[PIAS] Cooperative, formerly Cooperative Music, often referred to as Co-Op, is a group of indie labels based in the UK but that have offices around the world, owned by [PIAS].

Through their partner labels [PIAS] Cooperative work with artists such as iamamiwhoami, Phoenix, Bloc Party, The Knife, Fleet Foxes, Prinzhorn Dance School, Citizens!, Interpol, The Black Keys and Mumford & Sons.

History
In April 2005, Cooperative Music was set up by the V2 Music Group as a transnational marketing and distribution operation which licenses independent labels, as opposed to individual artist companies which is the standard industry practice, for release in Europe, Australia and Japan. This in-house licensing division has an exclusive international marketing team with representation in the UK, Ireland, France, Germany, Italy, Spain, Holland, Belgium, Sweden, Norway, Denmark, Australia and Japan.

:: Recorded data ::
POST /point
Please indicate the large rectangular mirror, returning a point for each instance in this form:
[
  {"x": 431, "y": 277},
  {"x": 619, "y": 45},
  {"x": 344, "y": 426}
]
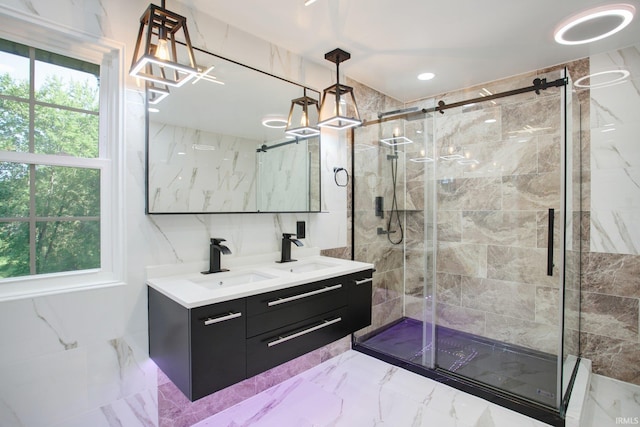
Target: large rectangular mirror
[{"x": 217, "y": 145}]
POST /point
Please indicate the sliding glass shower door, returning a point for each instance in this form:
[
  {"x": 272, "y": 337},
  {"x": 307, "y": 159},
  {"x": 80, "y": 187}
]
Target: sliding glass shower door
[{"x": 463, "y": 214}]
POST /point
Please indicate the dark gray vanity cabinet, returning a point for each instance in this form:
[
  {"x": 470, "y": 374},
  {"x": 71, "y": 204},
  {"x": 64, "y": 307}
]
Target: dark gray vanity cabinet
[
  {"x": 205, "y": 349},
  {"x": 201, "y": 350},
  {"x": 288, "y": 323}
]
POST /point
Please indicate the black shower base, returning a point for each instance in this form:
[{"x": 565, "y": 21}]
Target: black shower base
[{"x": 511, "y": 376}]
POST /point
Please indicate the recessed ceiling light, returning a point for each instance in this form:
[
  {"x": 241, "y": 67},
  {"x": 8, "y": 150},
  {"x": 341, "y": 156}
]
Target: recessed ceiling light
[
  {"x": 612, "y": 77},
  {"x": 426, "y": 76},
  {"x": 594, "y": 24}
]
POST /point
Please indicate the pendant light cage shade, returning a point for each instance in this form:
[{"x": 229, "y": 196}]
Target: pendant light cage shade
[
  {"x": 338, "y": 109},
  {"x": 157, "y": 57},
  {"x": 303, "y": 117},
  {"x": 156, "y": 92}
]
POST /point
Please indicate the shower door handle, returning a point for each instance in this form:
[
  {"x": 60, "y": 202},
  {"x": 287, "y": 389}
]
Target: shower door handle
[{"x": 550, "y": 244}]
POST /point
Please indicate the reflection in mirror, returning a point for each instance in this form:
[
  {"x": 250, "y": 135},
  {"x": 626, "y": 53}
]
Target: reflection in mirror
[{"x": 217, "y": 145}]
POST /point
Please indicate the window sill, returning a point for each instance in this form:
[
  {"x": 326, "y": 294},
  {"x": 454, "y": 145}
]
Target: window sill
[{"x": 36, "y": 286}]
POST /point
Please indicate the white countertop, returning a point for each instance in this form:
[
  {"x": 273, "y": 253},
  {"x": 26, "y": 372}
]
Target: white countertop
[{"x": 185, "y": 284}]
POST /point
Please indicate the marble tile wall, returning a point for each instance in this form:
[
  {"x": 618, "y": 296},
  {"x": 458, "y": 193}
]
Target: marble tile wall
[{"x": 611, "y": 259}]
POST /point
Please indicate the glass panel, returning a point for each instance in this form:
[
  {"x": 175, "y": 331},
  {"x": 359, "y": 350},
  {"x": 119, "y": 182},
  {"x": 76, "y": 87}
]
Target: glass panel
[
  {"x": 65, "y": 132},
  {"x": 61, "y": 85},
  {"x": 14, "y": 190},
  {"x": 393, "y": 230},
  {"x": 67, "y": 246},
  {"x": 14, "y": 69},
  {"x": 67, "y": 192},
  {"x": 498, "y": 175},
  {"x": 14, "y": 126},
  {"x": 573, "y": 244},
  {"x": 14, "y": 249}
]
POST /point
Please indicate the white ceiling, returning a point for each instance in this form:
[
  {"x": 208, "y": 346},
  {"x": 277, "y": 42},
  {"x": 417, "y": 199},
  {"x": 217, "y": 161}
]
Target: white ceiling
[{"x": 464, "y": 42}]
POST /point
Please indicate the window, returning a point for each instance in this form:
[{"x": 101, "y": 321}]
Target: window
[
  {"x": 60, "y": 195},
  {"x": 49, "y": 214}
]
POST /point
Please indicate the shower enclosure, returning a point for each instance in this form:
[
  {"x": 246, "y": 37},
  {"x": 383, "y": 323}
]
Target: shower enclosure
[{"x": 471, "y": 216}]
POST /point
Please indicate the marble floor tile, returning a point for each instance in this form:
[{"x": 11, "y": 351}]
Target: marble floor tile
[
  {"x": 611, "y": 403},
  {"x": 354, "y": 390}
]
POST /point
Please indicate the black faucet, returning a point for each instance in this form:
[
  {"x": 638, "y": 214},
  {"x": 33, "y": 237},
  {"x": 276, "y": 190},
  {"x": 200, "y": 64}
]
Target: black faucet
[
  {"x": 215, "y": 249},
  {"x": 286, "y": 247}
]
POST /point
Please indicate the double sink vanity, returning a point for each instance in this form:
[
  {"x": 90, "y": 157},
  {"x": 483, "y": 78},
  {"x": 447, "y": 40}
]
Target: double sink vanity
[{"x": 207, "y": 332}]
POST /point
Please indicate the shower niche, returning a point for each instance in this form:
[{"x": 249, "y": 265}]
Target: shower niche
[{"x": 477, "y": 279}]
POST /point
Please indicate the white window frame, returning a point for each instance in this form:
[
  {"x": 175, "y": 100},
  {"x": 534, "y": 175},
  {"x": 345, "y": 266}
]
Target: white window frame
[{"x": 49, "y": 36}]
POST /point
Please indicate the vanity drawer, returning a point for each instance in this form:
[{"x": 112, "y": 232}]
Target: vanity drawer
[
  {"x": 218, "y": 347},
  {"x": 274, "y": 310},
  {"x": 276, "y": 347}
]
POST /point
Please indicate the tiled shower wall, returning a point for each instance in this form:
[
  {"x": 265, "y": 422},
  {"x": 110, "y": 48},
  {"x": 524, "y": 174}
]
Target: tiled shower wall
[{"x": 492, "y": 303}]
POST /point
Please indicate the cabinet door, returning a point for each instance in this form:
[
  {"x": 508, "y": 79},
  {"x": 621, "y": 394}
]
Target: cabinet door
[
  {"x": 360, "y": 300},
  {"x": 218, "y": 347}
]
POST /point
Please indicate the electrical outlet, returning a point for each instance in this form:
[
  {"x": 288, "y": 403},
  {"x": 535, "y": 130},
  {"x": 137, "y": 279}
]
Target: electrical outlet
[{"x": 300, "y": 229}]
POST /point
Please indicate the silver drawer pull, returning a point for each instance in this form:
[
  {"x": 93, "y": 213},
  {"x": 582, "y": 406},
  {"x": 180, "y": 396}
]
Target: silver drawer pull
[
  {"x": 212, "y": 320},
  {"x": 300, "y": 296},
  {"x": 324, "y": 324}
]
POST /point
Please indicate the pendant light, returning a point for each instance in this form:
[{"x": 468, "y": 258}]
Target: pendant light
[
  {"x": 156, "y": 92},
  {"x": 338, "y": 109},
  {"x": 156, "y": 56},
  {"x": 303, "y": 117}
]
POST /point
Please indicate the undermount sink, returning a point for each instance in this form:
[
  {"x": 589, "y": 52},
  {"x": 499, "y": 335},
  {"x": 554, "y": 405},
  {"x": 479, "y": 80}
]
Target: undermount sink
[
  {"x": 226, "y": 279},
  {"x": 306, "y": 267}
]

---

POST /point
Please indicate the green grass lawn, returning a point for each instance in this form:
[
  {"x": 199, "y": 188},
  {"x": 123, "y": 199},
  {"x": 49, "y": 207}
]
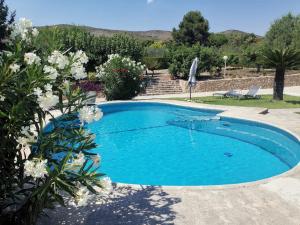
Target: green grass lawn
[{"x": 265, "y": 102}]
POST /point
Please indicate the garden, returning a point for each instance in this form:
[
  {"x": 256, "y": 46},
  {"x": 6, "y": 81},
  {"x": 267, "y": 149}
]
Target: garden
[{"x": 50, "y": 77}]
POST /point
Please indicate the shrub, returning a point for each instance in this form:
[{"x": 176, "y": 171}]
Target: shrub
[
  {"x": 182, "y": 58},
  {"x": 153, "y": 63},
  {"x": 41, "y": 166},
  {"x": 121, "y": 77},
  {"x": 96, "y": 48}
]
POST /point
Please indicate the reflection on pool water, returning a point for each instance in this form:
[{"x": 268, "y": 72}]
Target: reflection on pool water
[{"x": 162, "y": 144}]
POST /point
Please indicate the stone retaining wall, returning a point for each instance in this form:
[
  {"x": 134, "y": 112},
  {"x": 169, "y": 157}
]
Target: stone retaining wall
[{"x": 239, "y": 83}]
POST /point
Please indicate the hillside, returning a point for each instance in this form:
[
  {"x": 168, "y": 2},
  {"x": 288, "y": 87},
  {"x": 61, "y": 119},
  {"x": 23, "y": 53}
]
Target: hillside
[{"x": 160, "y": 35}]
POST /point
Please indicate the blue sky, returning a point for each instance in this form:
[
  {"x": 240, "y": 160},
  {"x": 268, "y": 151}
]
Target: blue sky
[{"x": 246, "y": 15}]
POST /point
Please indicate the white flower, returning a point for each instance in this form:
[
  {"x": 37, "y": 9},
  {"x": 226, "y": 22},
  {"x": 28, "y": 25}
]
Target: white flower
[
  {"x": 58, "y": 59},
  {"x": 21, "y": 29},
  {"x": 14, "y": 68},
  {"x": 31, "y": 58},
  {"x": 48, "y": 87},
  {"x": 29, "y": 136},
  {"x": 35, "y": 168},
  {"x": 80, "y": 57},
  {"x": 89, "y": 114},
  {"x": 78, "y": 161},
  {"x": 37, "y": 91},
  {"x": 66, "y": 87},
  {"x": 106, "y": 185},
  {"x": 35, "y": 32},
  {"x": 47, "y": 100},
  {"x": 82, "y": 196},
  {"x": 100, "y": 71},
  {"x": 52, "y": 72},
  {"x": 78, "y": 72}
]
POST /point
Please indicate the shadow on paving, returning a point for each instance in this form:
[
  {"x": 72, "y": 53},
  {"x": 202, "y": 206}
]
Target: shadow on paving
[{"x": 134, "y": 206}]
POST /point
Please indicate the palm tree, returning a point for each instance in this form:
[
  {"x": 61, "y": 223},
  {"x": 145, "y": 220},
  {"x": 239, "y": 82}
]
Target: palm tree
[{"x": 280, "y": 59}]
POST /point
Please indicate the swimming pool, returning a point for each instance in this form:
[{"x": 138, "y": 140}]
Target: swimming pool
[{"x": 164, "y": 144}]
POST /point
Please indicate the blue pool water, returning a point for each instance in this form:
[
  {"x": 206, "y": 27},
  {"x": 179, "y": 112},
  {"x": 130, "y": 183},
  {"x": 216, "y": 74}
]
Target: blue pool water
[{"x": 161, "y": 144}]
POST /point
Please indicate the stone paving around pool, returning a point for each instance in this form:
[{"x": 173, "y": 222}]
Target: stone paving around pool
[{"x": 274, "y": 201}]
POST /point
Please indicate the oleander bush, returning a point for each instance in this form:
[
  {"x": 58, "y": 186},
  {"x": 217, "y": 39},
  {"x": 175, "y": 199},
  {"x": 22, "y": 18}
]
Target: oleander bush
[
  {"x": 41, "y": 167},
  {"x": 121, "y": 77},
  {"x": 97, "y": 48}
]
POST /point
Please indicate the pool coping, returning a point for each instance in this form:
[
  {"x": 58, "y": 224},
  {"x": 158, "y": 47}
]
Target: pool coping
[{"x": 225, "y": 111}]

:: Requirements ::
Write out the passage about [PIAS] Cooperative from the beginning of this page word for word, in full.

:: Task response ::
[PIAS] Cooperative, formerly Cooperative Music, often referred to as Co-Op, is a group of indie labels based in the UK but that have offices around the world, owned by [PIAS].

Through their partner labels [PIAS] Cooperative work with artists such as iamamiwhoami, Phoenix, Bloc Party, The Knife, Fleet Foxes, Prinzhorn Dance School, Citizens!, Interpol, The Black Keys and Mumford & Sons.

History
In April 2005, Cooperative Music was set up by the V2 Music Group as a transnational marketing and distribution operation which licenses independent labels, as opposed to individual artist companies which is the standard industry practice, for release in Europe, Australia and Japan. This in-house licensing division has an exclusive international marketing team with representation in the UK, Ireland, France, Germany, Italy, Spain, Holland, Belgium, Sweden, Norway, Denmark, Australia and Japan.